Document section:
################
Cutting back from this girl-bonding commotion to four months earlier, Thirteen traces how Tracy and Evie came to this unpretty place. While the route is simplified for popular consumption, the story is compelling, even urgent, particularly if you know any 13-year-olds who are feeling alienated, angry or self-destructive. Pale and willowy, Tracy starts out as an apparent "good girl." Living with her single mom, Melanie (Holly Hunter), and slightly older brother, Mason (Brady Corbet), in a low-rent section of Los Angeles, she does her homework, doesn't make waves and looks after her mom, a recovering addict and at-home hairdresser who tends to lose track of her hair gel during appointments.
################
Set task 1:
Locate every line of the rows that contains the word "giving" and copy each of those lines.
The film review has no connection to the rows that come after it.
################
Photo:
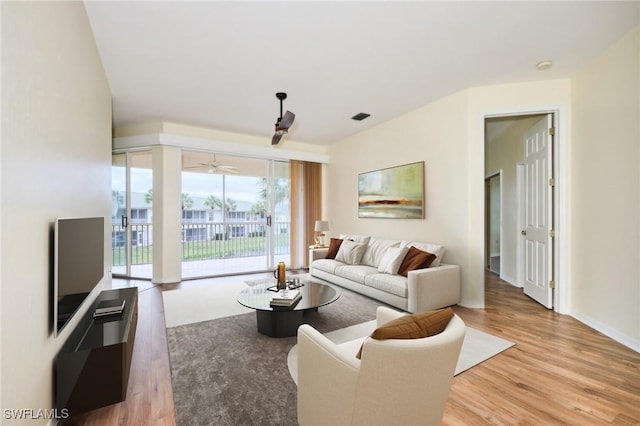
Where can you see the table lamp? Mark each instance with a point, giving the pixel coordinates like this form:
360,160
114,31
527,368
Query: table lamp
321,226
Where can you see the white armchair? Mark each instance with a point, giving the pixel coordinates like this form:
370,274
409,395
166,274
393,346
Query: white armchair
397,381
################
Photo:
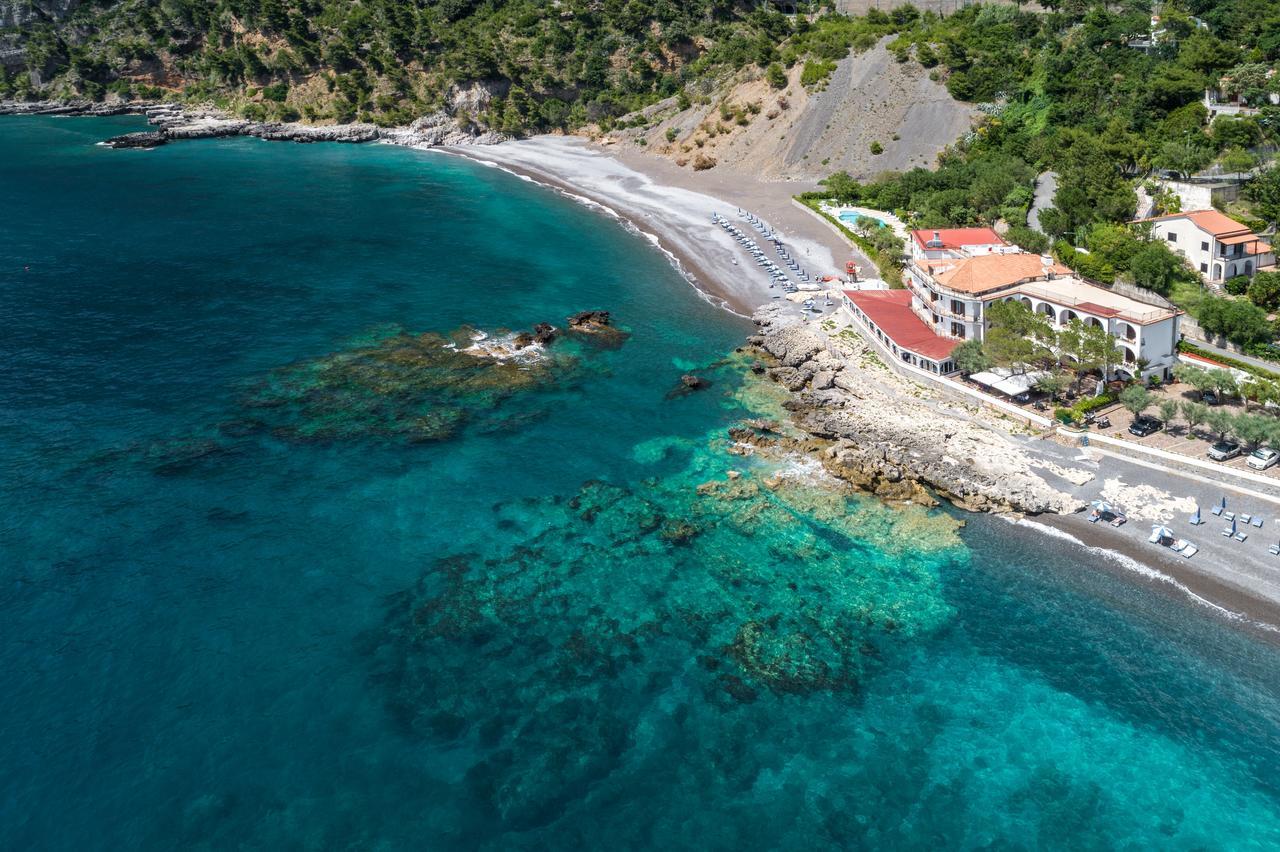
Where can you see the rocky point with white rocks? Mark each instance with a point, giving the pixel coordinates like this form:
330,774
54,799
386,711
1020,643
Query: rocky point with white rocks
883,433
################
Set task 2:
Restate the film review from "Cutting back from" up to and including "gel during appointments.", changing "hairdresser" to "stylist".

Written solution 1:
Where can you see the table lamp? Mark each instance with a point, giving the pixel coordinates like this form:
Where can you see the white armchair? Mark each instance with a point, giving the pixel coordinates like this form:
Where can you see the rocky point with white rocks? Mark each instance with a point, giving the pixel coordinates like this form:

Written solution 2:
Cutting back from this girl-bonding commotion to four months earlier, Thirteen traces how Tracy and Evie came to this unpretty place. While the route is simplified for popular consumption, the story is compelling, even urgent, particularly if you know any 13-year-olds who are feeling alienated, angry or self-destructive. Pale and willowy, Tracy starts out as an apparent "good girl." Living with her single mom, Melanie (Holly Hunter), and slightly older brother, Mason (Brady Corbet), in a low-rent section of Los Angeles, she does her homework, doesn't make waves and looks after her mom, a recovering addict and at-home stylist who tends to lose track of her hair gel during appointments.